WRITTEN EXERCISE 1 :: Duplicate every coordinate labeling entry below, line for line and unchanged.
-- begin TEXT SECTION --
A real-life benchmark for NoSQL databases. It simulates the use case of powering the newsfeed for a social app. The benchmark is open source and easy to replicate. It uses Stream-Framework, the most widely used open source package for building scalable newsfeeds and activity streams.
CloudFormation, Fabric, Boto and Cloud-init are used to automatically setup the infrastructure and run the benchmark.
Note that running a benchmark can be expensive.
git clone https://github.com/GetStream/Stream-Framework-Bench.git
Create a new python virtual env
mkvirtualenv bench
Install the dependencies
pip install -r requirements
Ensure you have your AWS cli installed and configured.
Configure your credentials file
Change the key pair name used for starting the instances by editing stack.template
Start the cluster on AWS (warning, this is expensive). By default the stack will be created in the us-west-2 region.
-- end TEXT SECTION --
-- begin DATA LINES --
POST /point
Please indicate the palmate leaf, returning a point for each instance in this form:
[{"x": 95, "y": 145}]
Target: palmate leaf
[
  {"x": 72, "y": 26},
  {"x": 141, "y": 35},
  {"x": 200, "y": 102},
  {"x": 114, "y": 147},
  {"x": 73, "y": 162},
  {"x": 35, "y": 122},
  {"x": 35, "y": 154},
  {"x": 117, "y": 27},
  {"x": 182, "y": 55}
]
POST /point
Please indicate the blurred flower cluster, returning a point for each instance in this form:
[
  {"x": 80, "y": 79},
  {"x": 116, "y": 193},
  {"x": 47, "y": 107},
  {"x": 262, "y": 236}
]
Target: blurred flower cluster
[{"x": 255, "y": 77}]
-- end DATA LINES --
WRITTEN EXERCISE 2 :: From the benchmark setup text above, reproduce the passage starting with "Note that running" and going on through "installed and configured.", substituting "virtual environment" for "virtual env".

WRITTEN RESPONSE 1 ::
POST /point
Please indicate the palmate leaf, returning a point for each instance in this form:
[{"x": 95, "y": 145}]
Target: palmate leaf
[
  {"x": 72, "y": 26},
  {"x": 141, "y": 35},
  {"x": 200, "y": 102},
  {"x": 114, "y": 147},
  {"x": 73, "y": 162},
  {"x": 35, "y": 122},
  {"x": 35, "y": 154},
  {"x": 117, "y": 27},
  {"x": 182, "y": 55}
]
POST /point
Please indicate the blurred flower cluster, returning a point for each instance in this form:
[
  {"x": 80, "y": 79},
  {"x": 116, "y": 193},
  {"x": 47, "y": 107},
  {"x": 262, "y": 236}
]
Target: blurred flower cluster
[{"x": 255, "y": 77}]

WRITTEN RESPONSE 2 ::
Note that running a benchmark can be expensive.
git clone https://github.com/GetStream/Stream-Framework-Bench.git
Create a new python virtual environment
mkvirtualenv bench
Install the dependencies
pip install -r requirements
Ensure you have your AWS cli installed and configured.